(Collection entries)
- - -

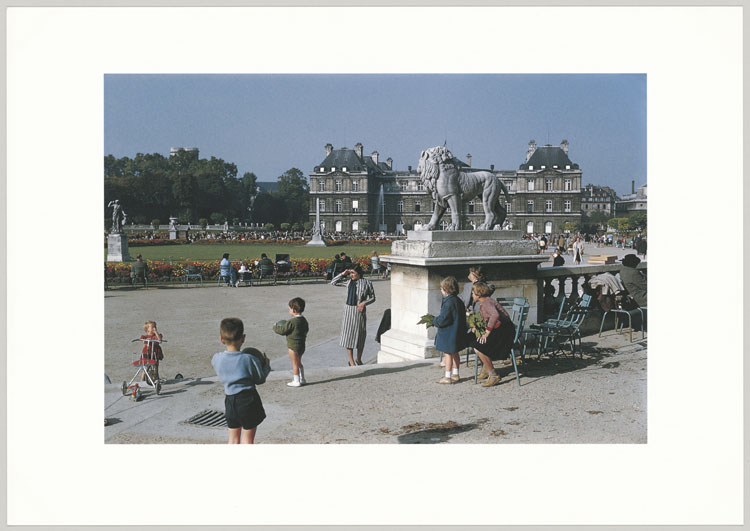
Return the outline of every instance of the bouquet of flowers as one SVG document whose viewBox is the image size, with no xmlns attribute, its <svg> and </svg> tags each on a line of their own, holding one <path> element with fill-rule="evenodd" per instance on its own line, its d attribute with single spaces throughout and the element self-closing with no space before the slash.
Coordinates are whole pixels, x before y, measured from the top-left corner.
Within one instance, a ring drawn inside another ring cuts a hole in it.
<svg viewBox="0 0 750 531">
<path fill-rule="evenodd" d="M 484 322 L 482 314 L 479 313 L 469 313 L 466 316 L 466 326 L 474 329 L 474 335 L 477 336 L 477 339 L 482 337 L 487 331 L 487 323 Z"/>
</svg>

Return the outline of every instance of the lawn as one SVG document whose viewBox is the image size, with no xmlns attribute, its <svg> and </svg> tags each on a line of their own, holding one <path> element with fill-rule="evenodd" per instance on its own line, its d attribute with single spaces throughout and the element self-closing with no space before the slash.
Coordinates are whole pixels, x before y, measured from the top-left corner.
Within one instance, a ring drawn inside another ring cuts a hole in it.
<svg viewBox="0 0 750 531">
<path fill-rule="evenodd" d="M 308 247 L 305 244 L 190 244 L 190 245 L 147 245 L 128 247 L 130 256 L 135 259 L 138 254 L 144 260 L 220 260 L 224 253 L 229 253 L 230 260 L 256 260 L 261 253 L 266 253 L 273 260 L 276 254 L 289 254 L 291 258 L 333 258 L 345 252 L 351 257 L 370 256 L 373 251 L 378 254 L 390 254 L 391 244 L 374 245 L 333 245 L 330 247 Z M 107 249 L 104 249 L 107 259 Z"/>
</svg>

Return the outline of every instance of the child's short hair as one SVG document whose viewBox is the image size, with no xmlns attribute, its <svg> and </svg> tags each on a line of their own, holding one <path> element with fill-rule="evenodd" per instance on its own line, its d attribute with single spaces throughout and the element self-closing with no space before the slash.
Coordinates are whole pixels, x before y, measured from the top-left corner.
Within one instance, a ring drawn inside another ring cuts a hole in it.
<svg viewBox="0 0 750 531">
<path fill-rule="evenodd" d="M 234 344 L 242 339 L 242 335 L 245 333 L 245 325 L 242 323 L 242 319 L 227 317 L 221 320 L 219 333 L 221 334 L 221 339 L 227 343 Z"/>
<path fill-rule="evenodd" d="M 473 266 L 469 268 L 469 273 L 474 273 L 477 277 L 477 282 L 485 282 L 487 280 L 487 275 L 484 273 L 484 267 L 482 266 Z"/>
<path fill-rule="evenodd" d="M 294 313 L 302 313 L 305 311 L 305 299 L 294 297 L 289 301 L 289 307 L 294 310 Z"/>
<path fill-rule="evenodd" d="M 492 290 L 490 289 L 490 287 L 484 282 L 475 282 L 474 285 L 471 287 L 471 291 L 477 297 L 486 297 L 490 293 L 492 293 Z"/>
<path fill-rule="evenodd" d="M 448 295 L 455 295 L 458 293 L 458 282 L 456 281 L 456 277 L 445 277 L 442 282 L 440 282 L 440 289 Z"/>
</svg>

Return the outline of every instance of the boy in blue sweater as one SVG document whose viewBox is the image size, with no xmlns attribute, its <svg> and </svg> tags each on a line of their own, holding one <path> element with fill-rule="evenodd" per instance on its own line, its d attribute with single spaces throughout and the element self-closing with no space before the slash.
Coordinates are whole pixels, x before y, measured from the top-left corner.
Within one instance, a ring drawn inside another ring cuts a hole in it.
<svg viewBox="0 0 750 531">
<path fill-rule="evenodd" d="M 271 372 L 268 358 L 262 359 L 248 353 L 255 349 L 240 352 L 245 342 L 245 326 L 242 319 L 228 317 L 219 327 L 221 342 L 226 345 L 224 352 L 211 358 L 216 375 L 224 384 L 225 416 L 229 428 L 229 444 L 253 444 L 258 424 L 266 418 L 263 402 L 255 386 L 266 381 Z"/>
</svg>

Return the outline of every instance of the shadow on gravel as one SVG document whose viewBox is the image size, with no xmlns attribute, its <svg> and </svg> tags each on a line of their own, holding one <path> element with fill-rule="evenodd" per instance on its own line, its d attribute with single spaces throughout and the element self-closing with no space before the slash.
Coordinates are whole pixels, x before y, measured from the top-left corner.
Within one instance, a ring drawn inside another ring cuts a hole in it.
<svg viewBox="0 0 750 531">
<path fill-rule="evenodd" d="M 583 353 L 583 358 L 581 358 L 581 353 Z M 615 354 L 617 354 L 617 349 L 597 347 L 596 343 L 583 342 L 581 343 L 581 346 L 576 349 L 575 356 L 570 353 L 557 354 L 555 356 L 545 355 L 541 359 L 526 356 L 525 367 L 523 365 L 519 367 L 521 373 L 521 386 L 530 385 L 539 380 L 549 378 L 550 376 L 564 374 L 566 372 L 584 371 L 597 368 L 615 369 L 620 366 L 619 362 L 615 361 L 601 364 L 607 358 Z M 512 366 L 505 369 L 509 369 L 511 375 L 514 374 Z M 502 370 L 503 368 L 500 369 L 500 371 Z"/>
<path fill-rule="evenodd" d="M 406 433 L 401 433 L 397 440 L 399 444 L 438 444 L 449 441 L 456 434 L 475 430 L 479 427 L 480 425 L 477 423 L 457 424 L 452 420 L 443 424 L 417 422 L 402 426 L 401 429 Z"/>
<path fill-rule="evenodd" d="M 408 370 L 411 370 L 411 369 L 416 369 L 418 367 L 426 367 L 428 365 L 433 365 L 433 364 L 434 364 L 433 361 L 429 361 L 429 362 L 425 362 L 425 363 L 415 363 L 413 365 L 407 365 L 405 367 L 392 367 L 392 368 L 381 367 L 381 368 L 377 368 L 377 369 L 366 369 L 366 370 L 364 370 L 364 371 L 362 371 L 360 373 L 352 374 L 350 376 L 339 376 L 338 378 L 329 378 L 328 380 L 320 380 L 320 381 L 317 381 L 317 382 L 308 382 L 307 384 L 305 384 L 305 387 L 310 386 L 310 385 L 323 384 L 323 383 L 340 382 L 342 380 L 353 380 L 353 379 L 357 379 L 357 378 L 367 378 L 369 376 L 377 376 L 379 374 L 393 374 L 393 373 L 397 373 L 397 372 L 403 372 L 403 371 L 408 371 Z"/>
</svg>

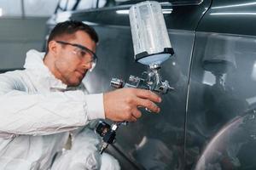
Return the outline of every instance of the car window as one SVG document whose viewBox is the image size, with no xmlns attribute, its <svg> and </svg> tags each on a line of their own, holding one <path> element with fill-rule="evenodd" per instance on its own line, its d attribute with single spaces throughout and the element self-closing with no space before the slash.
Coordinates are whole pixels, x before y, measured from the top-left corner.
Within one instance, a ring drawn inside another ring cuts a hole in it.
<svg viewBox="0 0 256 170">
<path fill-rule="evenodd" d="M 145 0 L 60 0 L 55 13 L 62 11 L 82 10 L 131 5 Z M 156 0 L 159 3 L 171 3 L 172 4 L 199 4 L 203 0 Z"/>
</svg>

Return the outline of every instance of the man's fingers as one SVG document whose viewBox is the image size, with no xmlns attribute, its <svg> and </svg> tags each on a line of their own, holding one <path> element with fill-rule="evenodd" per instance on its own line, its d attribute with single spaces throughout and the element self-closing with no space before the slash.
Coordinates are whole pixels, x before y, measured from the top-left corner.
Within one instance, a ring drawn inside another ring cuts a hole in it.
<svg viewBox="0 0 256 170">
<path fill-rule="evenodd" d="M 132 116 L 137 119 L 140 118 L 142 116 L 142 112 L 136 108 L 132 110 Z"/>
<path fill-rule="evenodd" d="M 137 96 L 143 99 L 147 99 L 154 102 L 160 103 L 161 102 L 161 98 L 156 94 L 144 89 L 135 89 L 137 92 Z"/>
<path fill-rule="evenodd" d="M 137 98 L 136 102 L 137 104 L 137 106 L 145 107 L 155 113 L 160 112 L 160 108 L 154 102 L 150 101 L 149 99 L 143 99 Z"/>
</svg>

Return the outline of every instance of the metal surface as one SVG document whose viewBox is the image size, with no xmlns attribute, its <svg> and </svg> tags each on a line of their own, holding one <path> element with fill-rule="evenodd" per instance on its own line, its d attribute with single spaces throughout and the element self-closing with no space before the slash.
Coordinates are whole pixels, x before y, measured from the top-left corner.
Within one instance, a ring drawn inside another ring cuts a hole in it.
<svg viewBox="0 0 256 170">
<path fill-rule="evenodd" d="M 97 67 L 84 81 L 90 93 L 146 70 L 133 61 L 130 6 L 71 14 L 100 37 Z M 123 169 L 255 169 L 254 113 L 245 110 L 256 106 L 256 2 L 165 9 L 175 54 L 160 74 L 175 90 L 162 96 L 160 114 L 142 110 L 141 119 L 119 128 L 108 151 Z"/>
<path fill-rule="evenodd" d="M 256 36 L 255 0 L 213 0 L 199 31 Z"/>
</svg>

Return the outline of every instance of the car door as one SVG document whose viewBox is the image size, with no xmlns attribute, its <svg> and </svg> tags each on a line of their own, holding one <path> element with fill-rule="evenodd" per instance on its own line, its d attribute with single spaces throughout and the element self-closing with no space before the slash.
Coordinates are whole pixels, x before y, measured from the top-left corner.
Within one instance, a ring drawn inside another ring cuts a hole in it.
<svg viewBox="0 0 256 170">
<path fill-rule="evenodd" d="M 196 29 L 186 169 L 256 168 L 255 14 L 255 1 L 213 0 Z"/>
<path fill-rule="evenodd" d="M 118 130 L 116 142 L 108 151 L 119 161 L 122 169 L 183 168 L 186 102 L 195 30 L 211 1 L 170 2 L 160 3 L 175 54 L 163 64 L 160 71 L 174 90 L 162 96 L 160 114 L 142 109 L 141 119 Z M 112 77 L 127 80 L 130 75 L 140 76 L 147 71 L 133 60 L 130 7 L 126 3 L 77 11 L 71 16 L 72 20 L 94 26 L 100 37 L 96 50 L 99 62 L 84 81 L 90 93 L 113 90 L 109 87 Z"/>
</svg>

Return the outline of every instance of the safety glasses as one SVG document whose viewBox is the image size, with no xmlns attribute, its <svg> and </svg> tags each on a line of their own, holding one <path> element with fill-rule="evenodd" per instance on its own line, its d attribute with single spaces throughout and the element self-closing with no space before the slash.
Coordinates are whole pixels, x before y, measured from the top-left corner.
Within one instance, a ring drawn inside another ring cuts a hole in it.
<svg viewBox="0 0 256 170">
<path fill-rule="evenodd" d="M 93 51 L 80 44 L 70 43 L 62 41 L 55 42 L 63 45 L 71 45 L 73 47 L 75 47 L 75 48 L 73 50 L 73 53 L 79 58 L 84 59 L 86 60 L 86 64 L 91 63 L 91 68 L 89 71 L 91 71 L 95 68 L 97 61 L 97 56 Z"/>
</svg>

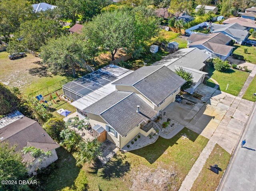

- - -

What the task requires:
Rescale the listing by 1.75, starting with the line that contains "Return the outline of every instance of the child's" and going on through the line that contains "234 344 L 242". Write only those lines again, requests included, with every coordinate and viewBox dimension in the answers multiplied by 1.75 and rounded to a whole number, halves rounding up.

Exercise output:
Return the outline of every instance of the child's short hair as one SVG document whose viewBox is the image size, with no xmlns attribute, its <svg> and </svg> tags each on a line of their own, holding one <path> element with fill-rule="evenodd" per instance on its own line, its d attribute with single spaces throughout and the element self-closing with no space before the slash.
Coordinates are whole pixels, x before y, measured from the top-left corner.
Within one instance, a ring drawn inside another ring cuts a hole in it.
<svg viewBox="0 0 1313 929">
<path fill-rule="evenodd" d="M 410 602 L 424 593 L 424 586 L 429 583 L 429 569 L 424 565 L 424 558 L 397 555 L 387 560 L 383 583 L 387 585 L 387 593 L 397 600 Z"/>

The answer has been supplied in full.